• [Provided information]
↓

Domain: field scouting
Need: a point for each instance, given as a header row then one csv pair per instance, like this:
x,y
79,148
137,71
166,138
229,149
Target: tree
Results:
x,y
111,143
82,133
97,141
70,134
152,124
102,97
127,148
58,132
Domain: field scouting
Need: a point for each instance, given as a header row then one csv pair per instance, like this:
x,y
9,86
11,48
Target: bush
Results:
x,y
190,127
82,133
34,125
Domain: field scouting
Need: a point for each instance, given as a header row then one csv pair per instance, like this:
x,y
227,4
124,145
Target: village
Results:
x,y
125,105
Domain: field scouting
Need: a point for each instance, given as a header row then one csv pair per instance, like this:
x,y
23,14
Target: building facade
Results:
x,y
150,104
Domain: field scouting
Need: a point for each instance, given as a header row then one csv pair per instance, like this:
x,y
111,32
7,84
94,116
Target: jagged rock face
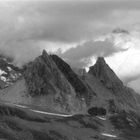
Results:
x,y
43,78
82,90
77,84
8,72
105,74
110,80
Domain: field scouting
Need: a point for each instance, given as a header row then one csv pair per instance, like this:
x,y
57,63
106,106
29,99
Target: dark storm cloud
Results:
x,y
72,21
80,56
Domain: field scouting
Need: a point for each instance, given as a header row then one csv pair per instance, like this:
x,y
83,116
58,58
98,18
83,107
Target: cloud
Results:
x,y
80,55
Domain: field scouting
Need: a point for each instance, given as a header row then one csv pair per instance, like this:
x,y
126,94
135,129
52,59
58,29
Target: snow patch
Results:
x,y
9,68
109,135
48,113
101,118
2,72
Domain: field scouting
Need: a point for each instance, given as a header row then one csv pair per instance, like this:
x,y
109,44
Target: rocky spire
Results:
x,y
105,74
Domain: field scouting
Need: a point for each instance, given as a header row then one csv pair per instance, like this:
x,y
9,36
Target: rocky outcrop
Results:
x,y
43,78
9,73
105,74
110,80
81,89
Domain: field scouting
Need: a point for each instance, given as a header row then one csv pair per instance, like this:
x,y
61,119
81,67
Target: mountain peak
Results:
x,y
101,60
105,74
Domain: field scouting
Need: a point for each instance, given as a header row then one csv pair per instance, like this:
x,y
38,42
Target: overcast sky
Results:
x,y
78,31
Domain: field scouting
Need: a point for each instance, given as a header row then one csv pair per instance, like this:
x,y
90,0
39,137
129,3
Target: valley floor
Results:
x,y
19,122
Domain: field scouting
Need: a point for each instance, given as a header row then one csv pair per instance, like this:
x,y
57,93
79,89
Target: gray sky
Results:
x,y
70,28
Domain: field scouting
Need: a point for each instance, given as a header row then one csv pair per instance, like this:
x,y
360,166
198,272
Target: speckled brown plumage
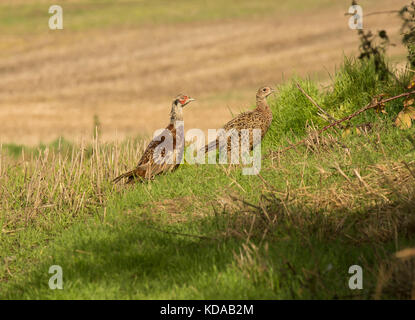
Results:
x,y
259,118
150,164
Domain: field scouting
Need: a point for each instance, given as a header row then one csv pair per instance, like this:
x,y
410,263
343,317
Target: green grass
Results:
x,y
186,236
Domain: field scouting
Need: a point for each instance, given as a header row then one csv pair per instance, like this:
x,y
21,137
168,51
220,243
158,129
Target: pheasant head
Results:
x,y
261,96
177,108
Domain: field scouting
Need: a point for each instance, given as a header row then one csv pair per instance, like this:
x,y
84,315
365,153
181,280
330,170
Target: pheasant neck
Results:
x,y
176,113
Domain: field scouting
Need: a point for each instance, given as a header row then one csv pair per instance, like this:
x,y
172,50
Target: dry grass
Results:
x,y
38,188
52,85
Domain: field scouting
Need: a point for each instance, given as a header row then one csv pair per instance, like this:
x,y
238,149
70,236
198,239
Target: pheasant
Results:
x,y
150,164
259,118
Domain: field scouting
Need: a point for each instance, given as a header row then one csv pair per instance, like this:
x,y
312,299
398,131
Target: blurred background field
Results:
x,y
123,61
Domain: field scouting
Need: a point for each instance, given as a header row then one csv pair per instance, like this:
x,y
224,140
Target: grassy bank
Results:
x,y
208,231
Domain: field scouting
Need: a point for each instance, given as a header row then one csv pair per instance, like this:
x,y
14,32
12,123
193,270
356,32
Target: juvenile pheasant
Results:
x,y
259,118
150,164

↑

Each line of the data is to be duplicated exactly; pictures stay out of the copy.

Domain: field scouting
Need: a point for each instance, given as a header row then one csv pair per instance, like this:
x,y
79,148
137,71
166,138
229,149
Target: tree
Results:
x,y
111,143
82,133
97,141
70,134
152,124
102,97
127,148
58,132
Domain: field scouting
Need: a point for each instance, given as a header row then one csv pair per instance, like this:
x,y
9,86
11,48
Target: bush
Results:
x,y
190,127
82,133
34,125
Domain: field scouting
Need: a point for each instance, given as a header row then one csv pair per instance, like this:
x,y
227,4
124,145
Target: village
Results:
x,y
125,105
Domain: field scouting
Need: a point for each instance, given as a header row then one csv pair per instance, like this:
x,y
23,14
Target: building facade
Results:
x,y
150,104
Domain: field scouting
Need: a point for each instance, given as a header row then one csv pair per instance, like this:
x,y
111,32
7,84
94,116
Target: jagged rock face
Results:
x,y
43,78
82,90
77,84
8,72
105,74
110,80
Domain: field scouting
Need: a point for each instance, given as a header row then one csv pair per instance, like this:
x,y
57,63
106,106
29,99
Target: dark storm cloud
Results:
x,y
72,21
80,56
Domain: field scouting
Need: a point for each instance, given as a header row then one csv pair per instance, like this:
x,y
83,116
58,58
98,18
83,107
Target: cloud
Results:
x,y
80,55
Domain: field scouting
Need: a point for each instance, given as a header row then one csv pair per instance, like this:
x,y
126,94
135,129
52,59
58,29
Target: snow patch
Results:
x,y
9,68
109,135
48,113
101,118
2,72
Domain: field scouting
Need: a point for each instance, given as a header row then one csv pair per instance, like this:
x,y
109,44
Target: rocky spire
Results:
x,y
105,74
Domain: field scouting
Need: a point for each instance, given as a header row then one csv pair per instance, like this:
x,y
9,36
Target: rocky outcrop
Results:
x,y
43,78
9,73
105,74
110,80
81,89
Domain: field scouting
Need: a point for each instance, given as a header row then one csv pair per instance, like this:
x,y
61,119
81,67
Target: mountain peak
Results:
x,y
101,60
105,74
Domain: field scouting
Need: a point for each instance, given as a header row then one csv pair per instance, like this:
x,y
38,42
Target: overcast sky
Results:
x,y
78,31
Domain: field scouting
Need: a point for each instance, given as a header row then one csv pair per instance, like this:
x,y
90,0
39,137
129,3
Target: valley floor
Results:
x,y
19,122
Domain: field scouting
Need: a point for each instance, given as a header row then one csv pair per instance, like this:
x,y
57,93
79,89
Target: gray sky
Results:
x,y
70,28
Domain: field scouting
Need: a point for each instance, given as a header row then one csv pair per instance, like this:
x,y
360,166
198,272
Target: speckled brown plumage
Results:
x,y
259,118
150,164
Domain: field scouting
Need: a point for each instance, given as a header row then one csv pair per instance, like this:
x,y
410,263
343,317
Target: green grass
Results:
x,y
186,236
Domain: field scouting
Need: a point for each instance, given as a header row then one csv pair per instance, like this:
x,y
21,137
168,51
220,243
158,129
Target: pheasant head
Results:
x,y
261,96
177,108
Domain: field scouting
Need: a point for each instance, given as a header row then one csv pair per instance, like this:
x,y
84,315
365,153
181,280
330,170
Target: pheasant neck
Results:
x,y
176,113
Domain: field scouting
Need: a point for each instance, given as a header row then one csv pair per instance, like this:
x,y
172,50
Target: dry grass
Results:
x,y
38,188
52,85
Domain: field scouting
Need: a point for each instance, given as a header row then one csv pair per instance, like this:
x,y
238,149
70,236
198,239
Target: pheasant
Results:
x,y
150,164
259,118
Domain: field scouting
Need: a point for each instance, given as a header row then one csv pair per instance, like this:
x,y
312,299
398,131
Target: blurred background field
Results:
x,y
123,61
Domain: field scouting
Need: a point for each instance, given as a header row then one csv pair per instance, like this:
x,y
224,140
Target: grassy bank
Results:
x,y
208,231
Domain: field scouting
Need: a point for each instance, given as a header row then one csv pair per instance, like this:
x,y
14,32
12,123
193,270
356,32
Target: juvenile pheasant
Results:
x,y
259,118
150,164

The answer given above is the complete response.